_AUFGABE:_ Schreibe die folgenden Daten Zeile für Zeile unverändert ab.

===== VORLIEGENDE DATEN =====

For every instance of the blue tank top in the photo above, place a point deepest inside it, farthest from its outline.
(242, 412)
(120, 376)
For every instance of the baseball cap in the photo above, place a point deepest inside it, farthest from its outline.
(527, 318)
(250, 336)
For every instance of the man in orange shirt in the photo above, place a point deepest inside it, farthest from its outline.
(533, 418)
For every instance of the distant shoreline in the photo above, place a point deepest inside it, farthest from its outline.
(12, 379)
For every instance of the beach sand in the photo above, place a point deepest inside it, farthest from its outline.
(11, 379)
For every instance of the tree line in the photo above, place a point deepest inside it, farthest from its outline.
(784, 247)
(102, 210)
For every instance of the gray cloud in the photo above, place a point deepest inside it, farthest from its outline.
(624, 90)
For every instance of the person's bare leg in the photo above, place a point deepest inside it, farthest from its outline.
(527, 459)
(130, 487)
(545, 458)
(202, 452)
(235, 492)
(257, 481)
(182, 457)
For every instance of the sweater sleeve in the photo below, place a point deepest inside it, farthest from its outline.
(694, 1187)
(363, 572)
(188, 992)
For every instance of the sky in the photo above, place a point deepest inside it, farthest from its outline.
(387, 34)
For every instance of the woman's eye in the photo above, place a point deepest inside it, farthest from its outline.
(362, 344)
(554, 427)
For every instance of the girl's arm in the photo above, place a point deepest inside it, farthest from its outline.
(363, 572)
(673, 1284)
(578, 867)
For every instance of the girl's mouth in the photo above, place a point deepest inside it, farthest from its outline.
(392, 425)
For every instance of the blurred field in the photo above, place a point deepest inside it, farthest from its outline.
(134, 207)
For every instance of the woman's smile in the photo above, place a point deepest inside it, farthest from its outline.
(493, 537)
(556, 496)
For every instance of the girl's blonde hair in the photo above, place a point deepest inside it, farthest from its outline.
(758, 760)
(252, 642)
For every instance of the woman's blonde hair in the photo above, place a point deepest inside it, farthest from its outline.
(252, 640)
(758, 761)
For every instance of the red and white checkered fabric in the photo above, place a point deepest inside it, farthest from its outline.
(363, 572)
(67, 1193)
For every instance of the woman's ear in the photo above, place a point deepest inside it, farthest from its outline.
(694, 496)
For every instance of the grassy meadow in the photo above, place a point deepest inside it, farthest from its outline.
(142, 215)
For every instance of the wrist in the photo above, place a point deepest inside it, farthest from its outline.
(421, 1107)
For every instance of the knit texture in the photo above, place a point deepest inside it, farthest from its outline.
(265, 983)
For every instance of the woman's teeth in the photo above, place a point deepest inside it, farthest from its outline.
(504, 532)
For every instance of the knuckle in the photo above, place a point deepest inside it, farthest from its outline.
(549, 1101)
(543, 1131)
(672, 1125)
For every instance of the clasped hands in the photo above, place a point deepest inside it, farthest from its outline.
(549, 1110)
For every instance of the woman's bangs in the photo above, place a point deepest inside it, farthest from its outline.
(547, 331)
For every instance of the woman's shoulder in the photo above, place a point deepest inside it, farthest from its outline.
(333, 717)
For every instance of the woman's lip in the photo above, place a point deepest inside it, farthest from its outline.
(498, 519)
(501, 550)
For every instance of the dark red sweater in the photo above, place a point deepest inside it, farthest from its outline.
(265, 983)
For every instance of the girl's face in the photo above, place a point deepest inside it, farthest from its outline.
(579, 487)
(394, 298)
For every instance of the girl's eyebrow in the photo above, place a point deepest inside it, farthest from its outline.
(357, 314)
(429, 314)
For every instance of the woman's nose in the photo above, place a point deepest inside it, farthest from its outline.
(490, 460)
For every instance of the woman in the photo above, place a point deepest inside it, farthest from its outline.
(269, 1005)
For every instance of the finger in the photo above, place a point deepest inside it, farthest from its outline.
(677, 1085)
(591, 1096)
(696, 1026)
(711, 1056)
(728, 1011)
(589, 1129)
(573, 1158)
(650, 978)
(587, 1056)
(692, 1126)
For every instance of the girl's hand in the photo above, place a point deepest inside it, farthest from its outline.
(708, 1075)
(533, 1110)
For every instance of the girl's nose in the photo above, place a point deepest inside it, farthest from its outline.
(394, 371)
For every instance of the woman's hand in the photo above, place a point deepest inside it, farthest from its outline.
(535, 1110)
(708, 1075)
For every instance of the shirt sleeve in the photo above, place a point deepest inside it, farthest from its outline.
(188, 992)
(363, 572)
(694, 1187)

=====

_LÖSUNG:_
For every instance of the blue tank top in the photo above, place a point deepest inside it, farthest from its outline.
(242, 412)
(120, 376)
For every instance of the baseball cap in the photo above, place a point deepest inside it, farthest from its outline.
(527, 318)
(250, 336)
For every instance of the man in orange shirt in the photo above, place a point deepest inside it, farthest from its outline.
(533, 418)
For every instance of the distant shoreline in the photo above, place a point deepest inside it, farthest from its outline.
(12, 379)
For every instance of the beach sand in the photo above, place a point deepest inside it, farthest from its outline.
(11, 379)
For every instance of the tree line in the photo above, place a point deepest inside it, farthest from its outline.
(784, 247)
(102, 210)
For every instance of the gray cloud in the photo above, place a point deepest inside it, farthest from its outline.
(624, 90)
For every instance of the person's bare leg in the photo above, place a point deepest inside it, farthest from its outline.
(527, 459)
(130, 487)
(545, 458)
(202, 452)
(235, 492)
(257, 481)
(182, 457)
For every instance of the sweater sleeve in the photo below, place a point deepest inside it, farthest from its outline.
(694, 1187)
(363, 572)
(188, 992)
For every instance of the sky in the photo above, place a point deepest inside it, farthest from its outline.
(387, 34)
For every instance of the woman's eye in the photo above, place a point deepest inside it, farthest from its outline.
(362, 344)
(554, 427)
For every instance of the girl's arm in the photo above, place a point deepest inside it, farthest from its outline.
(363, 572)
(673, 1284)
(578, 867)
For every instance of the girl's mouth in the photo above, place a point deepest inside it, farthest from its outline.
(392, 425)
For every instance of the blurred field in the photo above, place a point deepest inside it, farthest from its outline.
(134, 207)
For every instance of the woman's smile in the photo above, place a point deepest inside it, farthest from its outline.
(493, 537)
(556, 496)
For every instance of the girl's blonde hair in the photo above, place a point deepest inside it, farthest from its outline.
(758, 760)
(252, 642)
For every instance of the woman's blonde hair in the photo above, place a point deepest inside it, farthest from its outline.
(252, 640)
(758, 761)
For every instance of the red and white checkered fabric in the photo above, place a point deepest inside it, farthest from its outline.
(363, 572)
(67, 1193)
For every instance of the woman's ear in the photo above, place a point deepest inside it, farthest from its outline.
(694, 496)
For every instance of the grassy meadow in the photo above, place a point deepest inside it, farthest from its outline.
(142, 215)
For every instance of the wrist in the photo above, place a point deepest inside it, farthest from its outline.
(421, 1107)
For every instance of the knit texture in the photo above, place a point deepest inside it, farthest from its outline.
(265, 983)
For every instance of the woman's teeth in the photo above, place a point deepest inside it, farthest from its outline.
(504, 532)
For every instance of the knuckle in the photo above, place a point deepest inside it, farthest from its outline.
(549, 1101)
(543, 1131)
(672, 1125)
For every instance of the clasped hands in the photo above, place a point deepest inside it, farthest from its outline.
(549, 1110)
For every instance of the woman's bangs in the photo above, place a point deepest inside it, farthest from its outline.
(547, 331)
For every instance of the woman's shoulder in the photo above, place a point deepest inside it, farthest from its outline.
(333, 717)
For every instance of the woman's lip in the photo above, place a point deepest inside it, farthest from its outline.
(498, 519)
(501, 550)
For every instance of the dark red sweater in the photo above, place a point deepest inside it, farthest from its outline.
(265, 983)
For every instance of the girl's face in the photo above, place a point deepest inside it, farthest from its outline.
(579, 487)
(394, 298)
For every instance of the girl's eyebrow in the photo above, place a point deepest inside it, farthest from its outline.
(357, 314)
(429, 314)
For every instance of the woman's nose in the photo above, place a point deepest inside it, farthest from its outline.
(490, 460)
For every instance of the woman in the photo above, place a point deepest inside it, farthest from its outline.
(269, 1005)
For every instance of the finger in the photo above, place a point deepest inside it, farthest from its outline.
(677, 1085)
(591, 1096)
(696, 1026)
(711, 1056)
(728, 1011)
(589, 1129)
(573, 1158)
(650, 978)
(587, 1056)
(692, 1126)
For every instance of the girl's hand in the photo above, place a point deepest inside it, farthest from its outline.
(708, 1075)
(533, 1110)
For every instance of the girl's nose in the photo above, place a point deepest inside it, farthest from its outline.
(394, 371)
For every instance of the woman's hand in the photo above, place a point deepest inside it, farthest from its outline.
(535, 1110)
(708, 1075)
For every instance of the shirt sleeve in the photo above, place a point deepest inside it, farthest from its outline.
(188, 992)
(363, 572)
(694, 1187)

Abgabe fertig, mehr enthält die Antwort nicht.